TEXTO FORNECIDO:
O volume de água encontrado em nas 54 nascentes revisitadas caiu 73,72% no período, de 1.180 litros por metro amostrado para 310 litros. “Para conseguir fazer as análises novamente nesses locais, precisamos mudar a metodologia da pesquisa. Antes nós pegávamos amostras em 75 metros de extensão nas nascentes. Mas no ano passado tivemos que adaptar. Em alguns locais não tínhamos mais essa extensão, coletávamos com o que estava disponível”, explica a professora Lilian Casatti, orientadora do programa de pós-graduação.
Gado e cana
A criação de gado e de cana-de-açúcar nas áreas, que deveriam ser de preservação permanente (APP), próximas aos rios e nascentes, é a principal causa do desaparecimento desses cursos d'água. “Infelizmente muitos produtores rurais não pensam no meio ambiente e só querem saber de ampliar a margem de lucro. Por um pedaço a mais de terra eles acabam destruindo um recurso muito importante para a vida e até para as culturas produtivas”, afirma Jaquelini.

(Registros armazenados)
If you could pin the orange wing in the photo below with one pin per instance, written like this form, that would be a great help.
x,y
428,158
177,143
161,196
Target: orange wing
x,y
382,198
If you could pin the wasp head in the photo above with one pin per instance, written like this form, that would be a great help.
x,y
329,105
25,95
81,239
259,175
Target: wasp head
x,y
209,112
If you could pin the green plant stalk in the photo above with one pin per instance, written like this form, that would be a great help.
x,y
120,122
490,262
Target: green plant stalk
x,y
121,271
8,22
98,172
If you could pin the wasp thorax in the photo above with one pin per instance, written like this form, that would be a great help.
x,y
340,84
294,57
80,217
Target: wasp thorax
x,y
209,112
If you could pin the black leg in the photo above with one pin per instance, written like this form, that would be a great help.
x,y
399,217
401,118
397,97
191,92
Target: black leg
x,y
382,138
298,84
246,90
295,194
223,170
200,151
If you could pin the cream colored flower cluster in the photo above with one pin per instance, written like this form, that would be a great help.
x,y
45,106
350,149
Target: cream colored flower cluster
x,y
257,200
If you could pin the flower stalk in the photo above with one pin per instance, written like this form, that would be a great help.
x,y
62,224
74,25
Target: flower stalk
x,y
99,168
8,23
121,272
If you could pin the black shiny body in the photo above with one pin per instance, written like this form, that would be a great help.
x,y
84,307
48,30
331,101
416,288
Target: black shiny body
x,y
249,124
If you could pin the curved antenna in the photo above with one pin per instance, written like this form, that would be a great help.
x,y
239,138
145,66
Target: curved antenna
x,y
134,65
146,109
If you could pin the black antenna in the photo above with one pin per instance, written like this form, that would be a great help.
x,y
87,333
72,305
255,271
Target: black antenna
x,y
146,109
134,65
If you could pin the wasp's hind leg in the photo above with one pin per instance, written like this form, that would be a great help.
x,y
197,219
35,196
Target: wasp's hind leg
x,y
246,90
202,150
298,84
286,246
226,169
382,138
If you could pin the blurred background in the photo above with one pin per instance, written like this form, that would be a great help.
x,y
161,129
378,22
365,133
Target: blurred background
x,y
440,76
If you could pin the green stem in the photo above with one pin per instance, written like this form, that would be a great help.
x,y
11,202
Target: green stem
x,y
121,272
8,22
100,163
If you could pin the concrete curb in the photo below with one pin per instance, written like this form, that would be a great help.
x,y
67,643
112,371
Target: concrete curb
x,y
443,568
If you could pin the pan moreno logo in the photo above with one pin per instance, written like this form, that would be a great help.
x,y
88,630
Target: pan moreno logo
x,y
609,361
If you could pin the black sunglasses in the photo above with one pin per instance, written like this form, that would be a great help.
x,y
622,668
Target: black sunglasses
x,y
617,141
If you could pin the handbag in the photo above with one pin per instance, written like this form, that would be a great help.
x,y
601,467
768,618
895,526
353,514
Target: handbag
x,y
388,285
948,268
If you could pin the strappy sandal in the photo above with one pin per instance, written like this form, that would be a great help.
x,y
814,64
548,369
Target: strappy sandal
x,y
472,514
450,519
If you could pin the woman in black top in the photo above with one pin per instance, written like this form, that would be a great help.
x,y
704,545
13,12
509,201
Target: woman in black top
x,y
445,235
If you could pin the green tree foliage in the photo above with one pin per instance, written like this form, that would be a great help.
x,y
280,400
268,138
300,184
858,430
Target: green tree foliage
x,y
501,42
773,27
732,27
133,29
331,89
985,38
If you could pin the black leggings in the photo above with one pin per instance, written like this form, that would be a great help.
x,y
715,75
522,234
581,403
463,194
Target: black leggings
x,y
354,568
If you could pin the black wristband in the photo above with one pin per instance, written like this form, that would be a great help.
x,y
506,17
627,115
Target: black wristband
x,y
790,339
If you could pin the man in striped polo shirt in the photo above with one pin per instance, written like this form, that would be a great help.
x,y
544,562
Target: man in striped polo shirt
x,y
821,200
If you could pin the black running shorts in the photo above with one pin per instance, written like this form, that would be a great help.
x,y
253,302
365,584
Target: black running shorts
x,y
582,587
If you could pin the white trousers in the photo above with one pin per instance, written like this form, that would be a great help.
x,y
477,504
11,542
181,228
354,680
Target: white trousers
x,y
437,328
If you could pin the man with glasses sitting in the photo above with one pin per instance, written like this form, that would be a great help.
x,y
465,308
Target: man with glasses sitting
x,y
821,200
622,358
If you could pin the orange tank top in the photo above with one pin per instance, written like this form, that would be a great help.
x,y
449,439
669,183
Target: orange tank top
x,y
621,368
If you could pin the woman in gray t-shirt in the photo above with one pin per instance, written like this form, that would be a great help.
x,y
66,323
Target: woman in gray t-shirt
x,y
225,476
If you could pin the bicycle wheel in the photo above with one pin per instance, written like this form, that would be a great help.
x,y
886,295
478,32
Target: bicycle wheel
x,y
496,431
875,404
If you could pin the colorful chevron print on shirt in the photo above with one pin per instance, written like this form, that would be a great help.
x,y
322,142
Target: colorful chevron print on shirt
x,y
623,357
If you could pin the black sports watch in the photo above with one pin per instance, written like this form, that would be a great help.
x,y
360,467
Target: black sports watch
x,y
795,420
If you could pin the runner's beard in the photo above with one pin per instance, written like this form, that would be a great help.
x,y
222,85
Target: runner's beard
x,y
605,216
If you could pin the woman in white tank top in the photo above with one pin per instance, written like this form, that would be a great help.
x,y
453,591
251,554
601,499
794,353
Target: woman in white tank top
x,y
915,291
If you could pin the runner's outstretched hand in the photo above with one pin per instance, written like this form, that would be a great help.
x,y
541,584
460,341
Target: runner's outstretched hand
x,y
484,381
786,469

O EXERCÍCIO: Prolongue o texto sobre a redução da água nas nascentes, partindo logo após sua última frase.

SAÍDA:
As APP's eram áreas de no mínimo 30 metros em rios de até 10 metros de largura próximo ao curso d'água, até a aprovação do novo Código Florestal, em 2012. Essas áreas precisam ser preservadas e cercadas para que o gado não avance para o leito das nascentes, porém, com a aprovação do novo Código Florestal, o produtor rural que já mantinha alguma atividade nessas áreas foi autorizado a manter a cultura já existente. O novo código também mudou a área das APP’s que variam de acordo com o município onde estão e do tamanho da propriedade.
“O novo código só beneficiou os interesses econômicos e não o meio ambiente. Um absurdo. Pois não há nada mais importante para a preservação dos recursos hídricos do que a manutenção das áreas verdes nativas. Preservar é muito mais barato e viável do que reflorestar esses locais”, afirma a professora Lilian Casatti.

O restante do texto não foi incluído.